# Instructions for the task
Return every line of the listing below unchanged, but leave out the pictures.
□ □ □ □
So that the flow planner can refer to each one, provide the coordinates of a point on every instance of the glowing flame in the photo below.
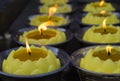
(108, 49)
(103, 12)
(104, 23)
(27, 46)
(101, 3)
(52, 10)
(44, 26)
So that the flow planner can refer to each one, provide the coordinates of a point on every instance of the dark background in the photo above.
(14, 15)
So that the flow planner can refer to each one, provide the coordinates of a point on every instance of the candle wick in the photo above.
(29, 53)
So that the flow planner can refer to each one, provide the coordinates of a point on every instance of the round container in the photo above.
(80, 33)
(86, 75)
(50, 76)
(72, 6)
(64, 45)
(80, 16)
(67, 18)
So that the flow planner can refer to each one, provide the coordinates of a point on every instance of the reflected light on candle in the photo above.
(104, 23)
(101, 3)
(52, 10)
(108, 49)
(28, 47)
(44, 26)
(102, 12)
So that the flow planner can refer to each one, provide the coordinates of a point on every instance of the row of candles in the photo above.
(42, 27)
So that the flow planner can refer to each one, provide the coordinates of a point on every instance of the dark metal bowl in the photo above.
(86, 75)
(61, 26)
(80, 33)
(81, 15)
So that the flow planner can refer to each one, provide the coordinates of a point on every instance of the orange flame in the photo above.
(104, 23)
(108, 49)
(44, 26)
(52, 10)
(102, 12)
(101, 3)
(27, 46)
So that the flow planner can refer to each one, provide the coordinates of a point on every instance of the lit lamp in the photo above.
(102, 34)
(104, 29)
(33, 63)
(96, 63)
(98, 6)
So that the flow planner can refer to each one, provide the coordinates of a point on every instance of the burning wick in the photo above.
(104, 25)
(52, 10)
(27, 47)
(108, 49)
(44, 26)
(101, 3)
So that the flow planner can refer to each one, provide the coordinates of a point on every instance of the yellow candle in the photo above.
(98, 60)
(98, 6)
(40, 61)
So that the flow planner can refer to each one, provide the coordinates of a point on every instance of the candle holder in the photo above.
(53, 75)
(79, 36)
(51, 2)
(63, 45)
(43, 9)
(80, 17)
(86, 75)
(114, 3)
(62, 22)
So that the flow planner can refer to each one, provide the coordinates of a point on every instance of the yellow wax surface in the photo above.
(40, 61)
(39, 19)
(92, 36)
(52, 2)
(94, 7)
(61, 9)
(90, 18)
(95, 64)
(55, 36)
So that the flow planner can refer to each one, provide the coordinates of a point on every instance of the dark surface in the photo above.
(31, 9)
(9, 10)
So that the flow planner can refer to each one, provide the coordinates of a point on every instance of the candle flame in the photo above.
(102, 12)
(104, 23)
(108, 49)
(27, 46)
(44, 26)
(101, 3)
(52, 10)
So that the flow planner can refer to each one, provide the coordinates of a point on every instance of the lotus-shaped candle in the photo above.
(97, 63)
(40, 61)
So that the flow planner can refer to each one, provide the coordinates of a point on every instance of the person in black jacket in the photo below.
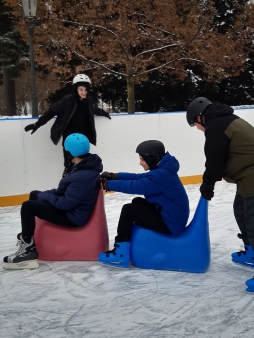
(229, 151)
(75, 114)
(70, 205)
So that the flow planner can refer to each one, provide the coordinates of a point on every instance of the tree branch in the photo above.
(101, 65)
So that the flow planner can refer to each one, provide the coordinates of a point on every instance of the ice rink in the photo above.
(86, 299)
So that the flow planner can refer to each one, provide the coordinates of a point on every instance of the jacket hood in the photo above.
(215, 110)
(93, 161)
(169, 162)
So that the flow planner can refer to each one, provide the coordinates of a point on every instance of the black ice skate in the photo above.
(25, 257)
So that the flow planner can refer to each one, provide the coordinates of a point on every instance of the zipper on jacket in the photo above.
(68, 121)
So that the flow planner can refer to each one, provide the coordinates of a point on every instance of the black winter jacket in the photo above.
(64, 110)
(229, 149)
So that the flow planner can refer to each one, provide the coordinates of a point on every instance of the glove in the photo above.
(32, 127)
(109, 176)
(207, 191)
(105, 184)
(107, 115)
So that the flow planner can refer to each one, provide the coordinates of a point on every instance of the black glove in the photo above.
(32, 127)
(105, 184)
(107, 115)
(207, 191)
(109, 176)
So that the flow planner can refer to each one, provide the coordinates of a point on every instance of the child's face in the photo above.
(143, 163)
(82, 91)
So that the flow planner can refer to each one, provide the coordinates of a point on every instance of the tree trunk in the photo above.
(130, 88)
(9, 94)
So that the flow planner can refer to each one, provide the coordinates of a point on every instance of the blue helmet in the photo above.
(77, 144)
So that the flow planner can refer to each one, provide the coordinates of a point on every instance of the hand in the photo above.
(207, 191)
(109, 176)
(107, 115)
(32, 127)
(105, 184)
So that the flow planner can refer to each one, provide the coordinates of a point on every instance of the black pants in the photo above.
(43, 210)
(244, 215)
(143, 214)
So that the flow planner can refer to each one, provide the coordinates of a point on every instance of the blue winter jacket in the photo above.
(162, 187)
(77, 192)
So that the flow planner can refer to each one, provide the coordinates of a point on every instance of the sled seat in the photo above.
(188, 252)
(57, 243)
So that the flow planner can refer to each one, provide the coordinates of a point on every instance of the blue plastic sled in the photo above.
□ □ □ □
# Right answer
So that the flow planner can refer to each one, provide the coordinates of a point on every instance of the glowing flame in the photo below.
(108, 49)
(103, 12)
(104, 23)
(27, 46)
(101, 3)
(52, 10)
(44, 26)
So that the flow planner can refer to each one, provide the coordinates of a point on every instance of the dark background in the photo above.
(14, 15)
So that the flow planner can refer to each one, provide the coordinates of a point on every instance of the candle wick in the photo above.
(29, 53)
So that the flow planner can refer to each one, provide the coordinates of a point on every instance of the round container in the photo above.
(80, 33)
(86, 75)
(50, 76)
(72, 6)
(64, 45)
(80, 16)
(67, 18)
So that the flow planner can refer to each one, provide the coordinates of a point on every instance of the reflected light on candle in the photo above.
(104, 23)
(101, 3)
(52, 10)
(108, 49)
(28, 47)
(44, 26)
(102, 12)
So that the flow planner can refer to each one, provide the coordinates of a point on every instance of the row of candles in the photo above.
(42, 27)
So that the flow planner can refer to each one, provide the coordinates of a point on every instance of the dark metal bowl in the photo above.
(86, 75)
(61, 26)
(80, 33)
(81, 15)
So that the flow planner can refer to each one, provide the coordinates of a point on every instance of the orange flame in the photo above.
(104, 23)
(108, 49)
(44, 26)
(52, 10)
(102, 12)
(101, 3)
(27, 46)
So that the flow planner can refer to each one, provide the coordinates of a point on every instance of the lit lamp in the photo above.
(102, 34)
(104, 29)
(33, 63)
(96, 63)
(98, 6)
So that the flow planner can refer to each one, provide the coordinates of a point on every instance of the burning wick in the photo above.
(104, 25)
(52, 10)
(27, 47)
(108, 49)
(44, 26)
(101, 3)
So that the flow planner can refer to each one, provide the coordinates of a point on every instance of the yellow candle in the photo above.
(98, 60)
(98, 6)
(40, 61)
So that the flow planner can refer to each one, provide the coordinates of a point on every instance of the candle holder in the photo above.
(53, 75)
(79, 36)
(51, 2)
(63, 45)
(43, 9)
(80, 17)
(86, 75)
(114, 3)
(62, 22)
So that the flow planner can refer to each one, provide the coordinates of a point on every instance of the yellow wax surface in the photo above.
(40, 61)
(39, 19)
(92, 36)
(52, 2)
(94, 7)
(61, 9)
(90, 18)
(95, 64)
(55, 36)
So that the flow planner can refer to each one, provide the coordinates of a point on every instance of the dark surface in the photo above.
(31, 9)
(9, 10)
So that the flow planner can refer to each one, provide the coordinates of a point on every instance of the candle flame in the photo above.
(102, 12)
(104, 23)
(108, 49)
(27, 46)
(44, 26)
(101, 3)
(52, 10)
So that the flow planner can refer to each one, provide the coordinates of a point on every instance of the lotus-shaped candle in the photo above.
(97, 63)
(40, 61)
So that the flow planner can refer to each one, provide the coordinates of a point on every instance of the person in black jacket in the photo below.
(229, 151)
(75, 114)
(70, 205)
So that the flow planner can refer to each one, provide the coordinates of a point on every instance of the tree branch in the photo above.
(101, 65)
So that the flow planner can refer to each one, provide the coordinates of a point on every instance of the ice rink in the photo above.
(86, 299)
So that the flow planner can refer to each one, provide the coordinates of a point on every instance of the jacket hood in the photo above.
(215, 110)
(93, 161)
(169, 162)
So that the flow planner can refer to each one, provide the coordinates of a point on every instance of the black ice skate in the photo above.
(25, 257)
So that the flow planner can refer to each one, provide the coordinates of a point on every instance of the zipper on jacket in the photo above.
(68, 121)
So that the flow planner can refer to each one, provide the coordinates of a point on every instance of the black winter jacket in the photo above.
(64, 110)
(229, 149)
So that the flow planner can refer to each one, provide the coordinates of a point on every instance of the glove in the photo above.
(32, 127)
(109, 176)
(207, 191)
(105, 184)
(107, 115)
So that the flow planner can refer to each one, provide the coordinates of a point on every instance of the black glove in the photo above.
(32, 127)
(105, 184)
(107, 115)
(207, 191)
(109, 176)
So that the flow planner can refer to each one, provide the coordinates of a point on every instance of the child's face in the photo above.
(143, 163)
(82, 91)
So that the flow planner can refer to each one, provide the coordinates of a point on every instance of the tree trunk in the photo above.
(130, 88)
(9, 94)
So that the flow planner can refer to each one, provide the coordinates of a point on every instance of the blue helmet in the photo above.
(77, 144)
So that the flow planner can refer to each one, provide the coordinates of a point on every instance of the hand in the photo above.
(207, 191)
(109, 176)
(107, 115)
(32, 127)
(105, 184)
So that the flow planner can refer to each one, provide the coordinates of a point on every instance of the black pants in the photo above.
(43, 210)
(244, 215)
(143, 214)
So that the flow planner can refer to each one, provide the coordinates of a point on every instance of the blue winter jacket in the photo above.
(162, 187)
(77, 192)
So that the flow planner can refer to each one, provide the coordinates of a point on every instance of the sled seat in the photo above.
(188, 252)
(57, 243)
So that the flow planner can refer to each one, provide the coordinates of a point on every instance of the blue plastic sled in the photo above.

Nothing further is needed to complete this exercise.